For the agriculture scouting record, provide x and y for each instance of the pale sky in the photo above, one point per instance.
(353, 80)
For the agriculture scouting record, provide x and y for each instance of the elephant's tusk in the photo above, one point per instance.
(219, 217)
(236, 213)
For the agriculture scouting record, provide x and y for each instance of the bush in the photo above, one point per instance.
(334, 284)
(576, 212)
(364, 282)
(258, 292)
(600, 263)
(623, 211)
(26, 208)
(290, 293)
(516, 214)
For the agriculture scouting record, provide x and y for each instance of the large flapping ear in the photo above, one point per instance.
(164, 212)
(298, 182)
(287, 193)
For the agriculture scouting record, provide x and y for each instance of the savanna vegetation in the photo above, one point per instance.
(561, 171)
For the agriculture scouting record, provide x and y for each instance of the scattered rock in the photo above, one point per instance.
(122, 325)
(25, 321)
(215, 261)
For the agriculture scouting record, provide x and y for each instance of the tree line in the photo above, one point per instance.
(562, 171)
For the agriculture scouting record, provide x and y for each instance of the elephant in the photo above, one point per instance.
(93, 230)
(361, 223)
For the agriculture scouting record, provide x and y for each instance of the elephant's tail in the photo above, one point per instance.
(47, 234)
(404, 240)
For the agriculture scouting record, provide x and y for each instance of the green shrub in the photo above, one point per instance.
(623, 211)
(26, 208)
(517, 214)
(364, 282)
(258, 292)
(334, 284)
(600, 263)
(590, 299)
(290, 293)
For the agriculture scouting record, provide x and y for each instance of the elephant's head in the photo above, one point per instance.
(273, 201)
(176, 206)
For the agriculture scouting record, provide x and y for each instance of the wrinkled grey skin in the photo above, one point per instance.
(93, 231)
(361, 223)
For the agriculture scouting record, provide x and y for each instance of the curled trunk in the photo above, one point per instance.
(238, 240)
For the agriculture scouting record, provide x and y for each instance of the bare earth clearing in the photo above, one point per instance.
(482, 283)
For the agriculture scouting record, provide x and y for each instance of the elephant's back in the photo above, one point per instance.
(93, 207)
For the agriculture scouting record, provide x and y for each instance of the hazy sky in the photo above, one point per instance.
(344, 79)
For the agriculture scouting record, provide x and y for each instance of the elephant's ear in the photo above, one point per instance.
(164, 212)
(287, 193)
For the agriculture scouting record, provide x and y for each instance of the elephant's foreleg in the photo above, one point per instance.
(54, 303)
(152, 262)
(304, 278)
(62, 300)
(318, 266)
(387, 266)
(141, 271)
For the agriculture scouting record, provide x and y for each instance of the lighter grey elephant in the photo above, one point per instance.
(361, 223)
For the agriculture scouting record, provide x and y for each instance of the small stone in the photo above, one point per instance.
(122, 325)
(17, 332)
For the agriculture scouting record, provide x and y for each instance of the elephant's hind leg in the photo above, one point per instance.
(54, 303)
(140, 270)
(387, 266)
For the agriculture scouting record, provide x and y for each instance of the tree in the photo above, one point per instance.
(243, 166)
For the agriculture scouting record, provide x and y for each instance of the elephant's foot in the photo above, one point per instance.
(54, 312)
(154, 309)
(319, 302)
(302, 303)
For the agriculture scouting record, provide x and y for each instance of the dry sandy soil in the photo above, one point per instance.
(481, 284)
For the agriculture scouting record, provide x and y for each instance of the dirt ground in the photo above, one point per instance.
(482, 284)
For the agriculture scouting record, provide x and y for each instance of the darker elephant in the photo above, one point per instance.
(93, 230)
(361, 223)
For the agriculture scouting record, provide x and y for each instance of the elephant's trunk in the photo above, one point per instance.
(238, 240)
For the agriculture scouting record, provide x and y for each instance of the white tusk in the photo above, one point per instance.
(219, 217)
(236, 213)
...
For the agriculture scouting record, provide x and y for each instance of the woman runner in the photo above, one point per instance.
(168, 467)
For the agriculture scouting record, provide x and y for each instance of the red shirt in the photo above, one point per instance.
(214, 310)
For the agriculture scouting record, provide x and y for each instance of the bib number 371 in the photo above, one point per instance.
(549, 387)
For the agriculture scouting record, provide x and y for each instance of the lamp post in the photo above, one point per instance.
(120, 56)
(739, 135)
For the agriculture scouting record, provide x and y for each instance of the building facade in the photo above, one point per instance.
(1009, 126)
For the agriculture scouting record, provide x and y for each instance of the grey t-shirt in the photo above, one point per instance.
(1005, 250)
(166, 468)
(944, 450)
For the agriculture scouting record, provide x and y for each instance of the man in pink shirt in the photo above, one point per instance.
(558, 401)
* * *
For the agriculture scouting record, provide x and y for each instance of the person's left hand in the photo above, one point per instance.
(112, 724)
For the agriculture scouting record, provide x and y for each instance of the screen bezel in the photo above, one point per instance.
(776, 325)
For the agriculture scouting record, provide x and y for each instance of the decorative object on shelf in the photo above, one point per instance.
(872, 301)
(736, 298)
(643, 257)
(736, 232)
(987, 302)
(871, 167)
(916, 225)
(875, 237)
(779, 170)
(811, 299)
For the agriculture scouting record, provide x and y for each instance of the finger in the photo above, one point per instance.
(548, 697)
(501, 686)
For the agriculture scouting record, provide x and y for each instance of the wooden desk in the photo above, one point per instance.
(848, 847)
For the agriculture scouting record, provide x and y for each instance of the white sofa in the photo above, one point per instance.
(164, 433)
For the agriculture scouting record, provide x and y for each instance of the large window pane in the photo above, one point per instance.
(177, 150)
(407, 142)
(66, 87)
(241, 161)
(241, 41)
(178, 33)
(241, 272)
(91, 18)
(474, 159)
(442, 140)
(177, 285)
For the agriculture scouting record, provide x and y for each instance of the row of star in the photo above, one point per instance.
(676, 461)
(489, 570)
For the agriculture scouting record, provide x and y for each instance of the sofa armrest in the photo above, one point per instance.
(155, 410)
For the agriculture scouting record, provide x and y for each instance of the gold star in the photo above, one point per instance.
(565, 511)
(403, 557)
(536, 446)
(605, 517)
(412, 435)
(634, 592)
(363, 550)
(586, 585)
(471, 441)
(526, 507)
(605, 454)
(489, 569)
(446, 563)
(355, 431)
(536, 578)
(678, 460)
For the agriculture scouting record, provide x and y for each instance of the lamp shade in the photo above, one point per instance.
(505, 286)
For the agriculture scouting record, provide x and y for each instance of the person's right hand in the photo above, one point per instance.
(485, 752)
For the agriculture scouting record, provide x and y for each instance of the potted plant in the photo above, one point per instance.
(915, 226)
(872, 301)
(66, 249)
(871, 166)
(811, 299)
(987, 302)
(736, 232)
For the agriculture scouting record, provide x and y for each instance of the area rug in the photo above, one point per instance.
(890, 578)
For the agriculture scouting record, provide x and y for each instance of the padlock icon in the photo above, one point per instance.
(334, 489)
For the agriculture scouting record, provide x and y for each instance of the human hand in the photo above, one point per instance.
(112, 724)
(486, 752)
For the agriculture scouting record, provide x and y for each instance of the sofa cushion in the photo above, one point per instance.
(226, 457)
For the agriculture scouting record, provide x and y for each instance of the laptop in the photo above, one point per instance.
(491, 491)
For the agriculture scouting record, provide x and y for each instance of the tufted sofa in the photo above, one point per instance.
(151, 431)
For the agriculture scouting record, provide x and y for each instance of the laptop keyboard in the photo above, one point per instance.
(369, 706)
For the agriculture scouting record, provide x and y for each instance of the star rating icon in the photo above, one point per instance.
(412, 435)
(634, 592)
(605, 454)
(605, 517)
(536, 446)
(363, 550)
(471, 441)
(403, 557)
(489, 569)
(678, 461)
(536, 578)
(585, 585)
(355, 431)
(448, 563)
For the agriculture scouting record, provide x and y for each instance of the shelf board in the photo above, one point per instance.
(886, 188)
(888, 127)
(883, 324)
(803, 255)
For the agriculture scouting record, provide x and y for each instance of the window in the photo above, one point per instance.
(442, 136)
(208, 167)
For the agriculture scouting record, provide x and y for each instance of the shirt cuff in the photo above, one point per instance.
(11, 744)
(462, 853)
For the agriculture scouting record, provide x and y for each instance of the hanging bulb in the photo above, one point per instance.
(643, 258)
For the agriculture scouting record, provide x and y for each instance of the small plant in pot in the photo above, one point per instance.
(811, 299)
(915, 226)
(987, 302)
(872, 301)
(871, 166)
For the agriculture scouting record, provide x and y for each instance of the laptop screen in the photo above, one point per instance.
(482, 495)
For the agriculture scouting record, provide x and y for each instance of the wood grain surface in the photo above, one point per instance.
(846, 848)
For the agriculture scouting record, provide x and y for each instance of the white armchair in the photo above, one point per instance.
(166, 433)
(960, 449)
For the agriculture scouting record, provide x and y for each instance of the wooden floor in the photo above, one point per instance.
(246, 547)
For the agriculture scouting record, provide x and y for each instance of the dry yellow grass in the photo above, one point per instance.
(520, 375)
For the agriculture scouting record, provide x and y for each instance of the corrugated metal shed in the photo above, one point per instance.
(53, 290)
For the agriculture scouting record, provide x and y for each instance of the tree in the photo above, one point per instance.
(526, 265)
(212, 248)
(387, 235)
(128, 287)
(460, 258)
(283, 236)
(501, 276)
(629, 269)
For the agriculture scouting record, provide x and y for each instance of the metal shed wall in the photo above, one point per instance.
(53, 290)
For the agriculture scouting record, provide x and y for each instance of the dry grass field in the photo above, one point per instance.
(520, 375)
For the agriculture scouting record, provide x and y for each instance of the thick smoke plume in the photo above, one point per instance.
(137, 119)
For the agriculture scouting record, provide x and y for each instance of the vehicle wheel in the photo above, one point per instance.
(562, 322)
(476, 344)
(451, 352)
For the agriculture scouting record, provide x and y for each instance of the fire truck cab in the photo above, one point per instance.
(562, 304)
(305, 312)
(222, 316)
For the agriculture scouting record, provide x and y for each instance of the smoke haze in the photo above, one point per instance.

Instructions to follow – As the answer, set down only the lines from the data above between the one holding "of the thick" and the one holding "of the smoke", inclusive, exactly as they read.

Output below –
For the agriculture scouting record, provide x and y for each instance of the thick smoke plume in the photo above, one point per instance.
(137, 119)
For the agriculture scouting record, provide x and y for each instance of the vehicle wheel in the photo above, one point per instance.
(562, 322)
(476, 344)
(451, 352)
For the agriculture scouting record, provide x and y for each instance of the fire truck cab in the photo above, one point per instance.
(562, 304)
(305, 312)
(222, 316)
For the agriculture scouting record, provide x and y for each instance of the smoke haze in the photo above, one point per instance.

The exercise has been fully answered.